Stated goal — Print the part of the entries that opens with the line containing "formatted like (711,86)." and runs through the end of the entries, reproducing those lines unchanged.

Material for this exercise —
************

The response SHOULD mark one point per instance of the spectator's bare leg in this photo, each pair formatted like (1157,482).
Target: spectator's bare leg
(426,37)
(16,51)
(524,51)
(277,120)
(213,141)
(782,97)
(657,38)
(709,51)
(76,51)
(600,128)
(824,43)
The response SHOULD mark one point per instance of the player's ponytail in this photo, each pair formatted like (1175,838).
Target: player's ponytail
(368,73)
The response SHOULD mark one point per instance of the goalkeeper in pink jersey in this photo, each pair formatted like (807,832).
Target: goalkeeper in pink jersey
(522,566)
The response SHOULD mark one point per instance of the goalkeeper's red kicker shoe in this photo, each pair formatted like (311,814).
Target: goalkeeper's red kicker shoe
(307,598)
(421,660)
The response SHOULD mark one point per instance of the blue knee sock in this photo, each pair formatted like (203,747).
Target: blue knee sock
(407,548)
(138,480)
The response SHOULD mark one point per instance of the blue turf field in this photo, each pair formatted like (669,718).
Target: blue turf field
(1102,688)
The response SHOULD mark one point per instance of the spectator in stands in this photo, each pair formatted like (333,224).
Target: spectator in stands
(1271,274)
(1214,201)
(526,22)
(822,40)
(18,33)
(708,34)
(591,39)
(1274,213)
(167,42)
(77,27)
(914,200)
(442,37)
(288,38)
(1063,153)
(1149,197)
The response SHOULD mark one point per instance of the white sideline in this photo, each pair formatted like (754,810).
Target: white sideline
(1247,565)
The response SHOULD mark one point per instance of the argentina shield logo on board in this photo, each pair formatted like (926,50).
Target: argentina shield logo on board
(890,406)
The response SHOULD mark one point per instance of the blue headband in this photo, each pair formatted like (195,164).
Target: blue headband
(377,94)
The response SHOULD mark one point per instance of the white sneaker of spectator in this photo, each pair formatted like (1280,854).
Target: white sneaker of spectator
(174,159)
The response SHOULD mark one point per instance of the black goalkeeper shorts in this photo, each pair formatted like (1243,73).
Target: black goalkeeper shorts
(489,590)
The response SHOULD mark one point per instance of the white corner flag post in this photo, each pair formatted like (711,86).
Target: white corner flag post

************

Result of the exercise —
The response SHOULD mark one point per instance of the white corner flag post in this photo, each pair formatted like (711,86).
Target: white corner flag post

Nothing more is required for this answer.